## What the task requires
Print each line of the listing once more, precisely as given.

──────────

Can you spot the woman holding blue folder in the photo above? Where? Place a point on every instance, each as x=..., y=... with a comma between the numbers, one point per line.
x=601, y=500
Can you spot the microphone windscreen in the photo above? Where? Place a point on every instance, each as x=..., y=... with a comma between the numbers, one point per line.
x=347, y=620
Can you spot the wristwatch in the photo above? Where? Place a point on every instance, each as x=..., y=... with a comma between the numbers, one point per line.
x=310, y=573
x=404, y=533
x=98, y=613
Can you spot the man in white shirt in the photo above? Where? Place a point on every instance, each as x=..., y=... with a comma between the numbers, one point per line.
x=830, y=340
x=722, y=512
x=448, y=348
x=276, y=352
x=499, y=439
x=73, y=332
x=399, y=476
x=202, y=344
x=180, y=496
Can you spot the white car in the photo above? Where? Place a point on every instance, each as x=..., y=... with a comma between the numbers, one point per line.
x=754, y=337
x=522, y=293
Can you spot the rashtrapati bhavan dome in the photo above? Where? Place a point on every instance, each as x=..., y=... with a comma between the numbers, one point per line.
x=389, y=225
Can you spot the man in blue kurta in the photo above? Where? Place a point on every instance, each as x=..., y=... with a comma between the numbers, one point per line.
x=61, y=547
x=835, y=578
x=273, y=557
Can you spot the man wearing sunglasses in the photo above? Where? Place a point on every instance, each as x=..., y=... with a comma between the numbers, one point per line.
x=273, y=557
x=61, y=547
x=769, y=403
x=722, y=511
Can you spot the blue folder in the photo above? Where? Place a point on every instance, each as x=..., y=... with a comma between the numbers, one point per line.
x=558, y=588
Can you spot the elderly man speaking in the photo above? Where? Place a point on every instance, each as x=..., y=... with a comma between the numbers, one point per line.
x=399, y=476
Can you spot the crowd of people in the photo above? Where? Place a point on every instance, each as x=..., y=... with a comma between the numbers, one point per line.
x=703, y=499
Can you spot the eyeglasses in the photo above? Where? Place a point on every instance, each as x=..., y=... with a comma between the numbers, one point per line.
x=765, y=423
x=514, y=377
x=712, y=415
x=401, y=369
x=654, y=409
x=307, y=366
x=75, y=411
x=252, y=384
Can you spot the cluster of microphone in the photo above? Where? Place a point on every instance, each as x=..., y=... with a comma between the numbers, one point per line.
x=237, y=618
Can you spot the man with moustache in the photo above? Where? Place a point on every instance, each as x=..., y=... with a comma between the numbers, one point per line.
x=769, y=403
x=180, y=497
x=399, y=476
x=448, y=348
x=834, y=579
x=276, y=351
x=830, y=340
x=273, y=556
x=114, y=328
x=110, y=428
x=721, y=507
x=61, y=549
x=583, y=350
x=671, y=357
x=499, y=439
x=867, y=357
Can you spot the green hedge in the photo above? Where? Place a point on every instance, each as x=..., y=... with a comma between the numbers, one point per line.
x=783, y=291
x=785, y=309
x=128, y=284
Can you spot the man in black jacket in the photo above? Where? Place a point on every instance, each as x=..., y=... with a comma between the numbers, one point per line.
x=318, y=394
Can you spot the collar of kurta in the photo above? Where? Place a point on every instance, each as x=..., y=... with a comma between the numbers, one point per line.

──────────

## Result of the task
Can you spot the woman holding blue folder in the photo above? Where? Place a point on every instance, each as x=..., y=... with a comma between the numbers, one point per line.
x=601, y=500
Can you spot the microphone windscreen in the photo above? Where? Place a point on every instance, each as x=..., y=... with a comma between the numbers, one point per line.
x=347, y=620
Can you spot the wristwatch in the photo above? Where? Place a point on every instance, each as x=..., y=... with a comma between the numbers, one point per line.
x=310, y=573
x=404, y=533
x=98, y=613
Can you spot the man in white shirt in the photo above? Where? Place a point on every instance, each as x=..., y=... with a comma between the numbers, one point per line.
x=830, y=340
x=722, y=512
x=448, y=348
x=276, y=352
x=499, y=439
x=73, y=332
x=399, y=476
x=202, y=344
x=180, y=496
Can you spot the white car in the photo above? Where? Place a point on every instance, each as x=..., y=... with a comma between the numbers, one point per line.
x=754, y=337
x=522, y=293
Can you spot the rashtrapati bhavan dome in the photo above? Where? Place a point on every instance, each as x=..., y=... with a comma between the numbers, one point per line.
x=389, y=225
Can you spot the man in blue kurta in the photo above? Where? Place a point on every instance, each as x=..., y=... with a comma between the numbers, one point per line.
x=61, y=547
x=835, y=578
x=273, y=557
Can you spot the man wearing sunglasses in the photo above? Where? Place a point on every instance, each as x=..., y=... with a comma between the numbers, one point per line.
x=273, y=557
x=61, y=547
x=769, y=403
x=722, y=511
Can you spot the blue folder in the photo above? Where? Place a point on every instance, each as x=..., y=... with a comma between the numbers, one point per line.
x=558, y=588
Can you spot the elderly man speaking in the photo above? Where? Place a point on every instance, each as x=..., y=... with a comma between the numbers, one point per line.
x=399, y=476
Can you spot the crowd of people in the photo above? Where? Place a point on every instance, each as x=..., y=... with a comma between the numbers, one point per line.
x=703, y=499
Can you spot the eyeglasses in the photo above? Where? Place a point on every instance, each as x=..., y=... with a comma between the numbers, one point per line.
x=765, y=423
x=514, y=377
x=712, y=415
x=401, y=369
x=654, y=409
x=307, y=366
x=75, y=411
x=252, y=384
Can you spot the cluster of microphone in the photo above? Where? Place a point on every instance, each as x=..., y=... with a comma between the numbers, one point per line.
x=237, y=618
Can you spot the man with moustache in the photo above? Where? Place a point on every instance, each as x=..., y=... with a comma between the numbers, one point per line.
x=769, y=403
x=180, y=497
x=399, y=476
x=448, y=348
x=834, y=579
x=276, y=351
x=830, y=340
x=273, y=556
x=114, y=328
x=110, y=428
x=721, y=507
x=61, y=549
x=583, y=350
x=671, y=357
x=499, y=439
x=867, y=357
Can you spot the green hedge in the photo above? Where? Place a point on every instance, each as x=..., y=... with a comma between the numbers, one point per line.
x=783, y=291
x=785, y=309
x=128, y=284
Can you spot the man in black jacket in the photo above? Where? Place a point on every instance, each as x=..., y=... with a comma between the numbers, one point per line.
x=318, y=394
Can you spot the collar of kurta in the photo above? Where? Place a point on every instance, each as x=..., y=... with a comma between the numbers, one point per line.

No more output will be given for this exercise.